* [Source document]
----

In the Vietnam War, the Pentagon started Operation Popeye, which used a silver-iodine-based cloud seeding method, to extend Vietnam’s monsoon season. Extra mud from rain made it difficult for the Viet Cong and North Vietnamese to use the roads to transport military equipment.
The operation, whose catchphrase was “Make mud, not war,” led to the U.N. Environmental Modification Convention – an international treaty that bans weather modification for hostile uses, which was ratified in 1976.
Since then, countries around the world have seeded clouds to create more precipitation or to suppress hail.
Colorado’s cloud seeding program and limitations
Arizona already is invested in cloud seeding. The Central Arizona Water Conservation District commits up to $470,000 annually to Colorado’s program. Snow created there melts and flows into the Colorado River for Arizona and six other states to use.
Rickert, with Colorado’s weather modification program, primarily does ground-based glaciogenic cloud seeding, which could offer Arizona researchers insights.

----

* [Information provided]
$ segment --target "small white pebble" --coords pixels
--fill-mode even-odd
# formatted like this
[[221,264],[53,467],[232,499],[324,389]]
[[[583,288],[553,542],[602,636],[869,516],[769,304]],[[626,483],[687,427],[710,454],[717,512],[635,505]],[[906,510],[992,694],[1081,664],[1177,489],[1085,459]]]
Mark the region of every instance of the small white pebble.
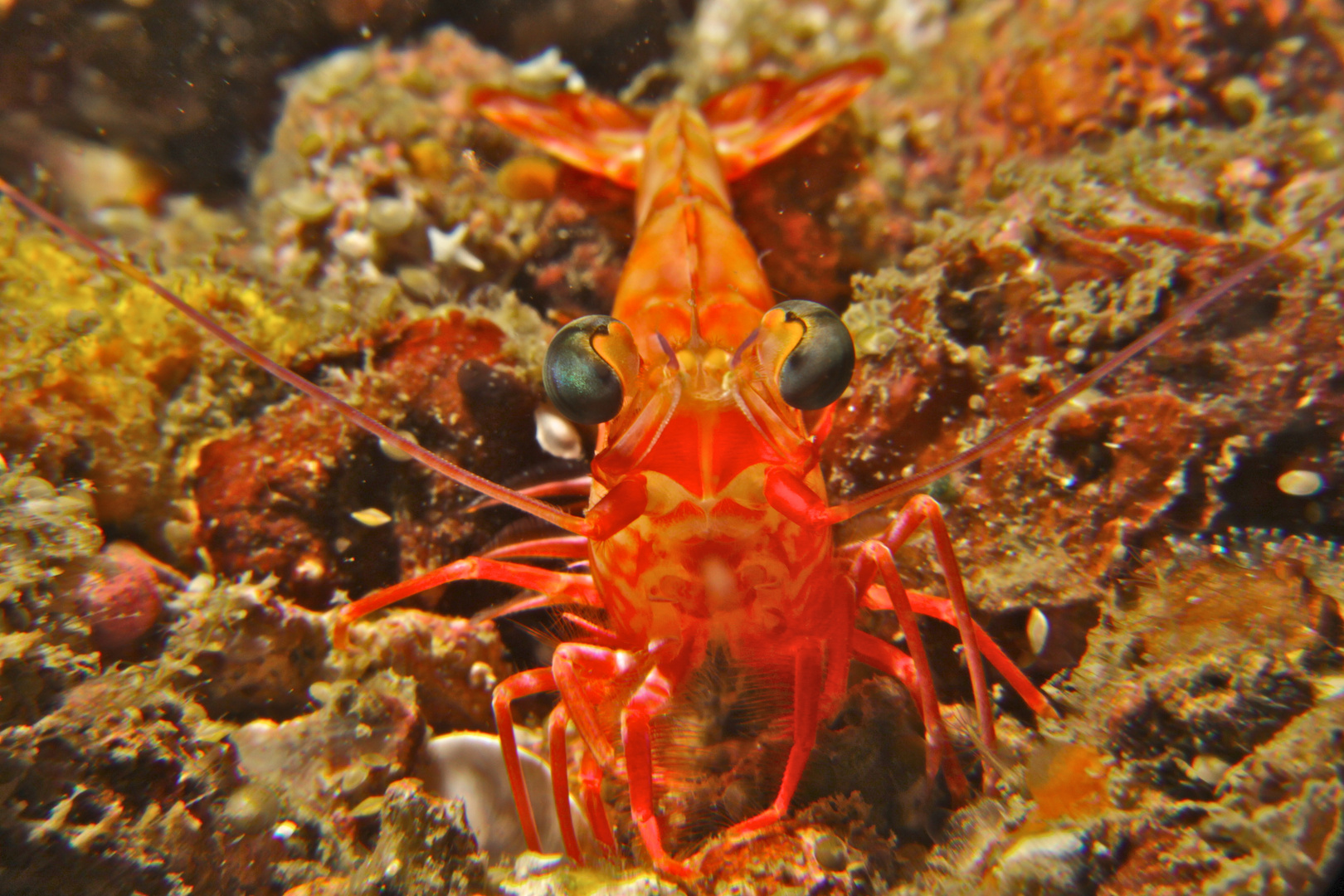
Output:
[[1305,498],[1325,488],[1325,480],[1312,470],[1289,470],[1278,477],[1278,490],[1284,494]]
[[335,239],[336,251],[351,261],[362,261],[374,253],[374,238],[362,230],[347,230]]
[[317,582],[327,575],[327,567],[317,557],[304,557],[294,564],[294,578],[306,582]]
[[466,674],[466,680],[472,682],[473,688],[480,688],[481,690],[493,690],[495,685],[499,684],[499,678],[495,677],[491,664],[481,662],[480,660],[472,664],[472,670]]
[[544,404],[538,406],[532,416],[536,419],[536,443],[543,451],[566,461],[583,457],[583,439],[573,423]]
[[363,510],[353,510],[351,513],[351,517],[353,517],[356,523],[363,523],[371,529],[379,525],[387,525],[388,523],[392,521],[392,517],[387,516],[387,513],[379,510],[378,508],[364,508]]
[[1031,652],[1039,657],[1040,652],[1046,649],[1048,638],[1050,619],[1040,611],[1040,607],[1032,607],[1031,613],[1027,614],[1027,642],[1031,643]]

----

* [Task goal]
Answer these questions from the cloud seeding text:
1. What was the cloud seeding method used in Operation Popeye based on?
2. In what year was the U.N. Environmental Modification Convention ratified?
3. How much does the Central Arizona Water Conservation District commit annually to Colorado's program?

* [Result for this exercise]
1. Silver iodine.
2. 1976.
3. Up to $470,000.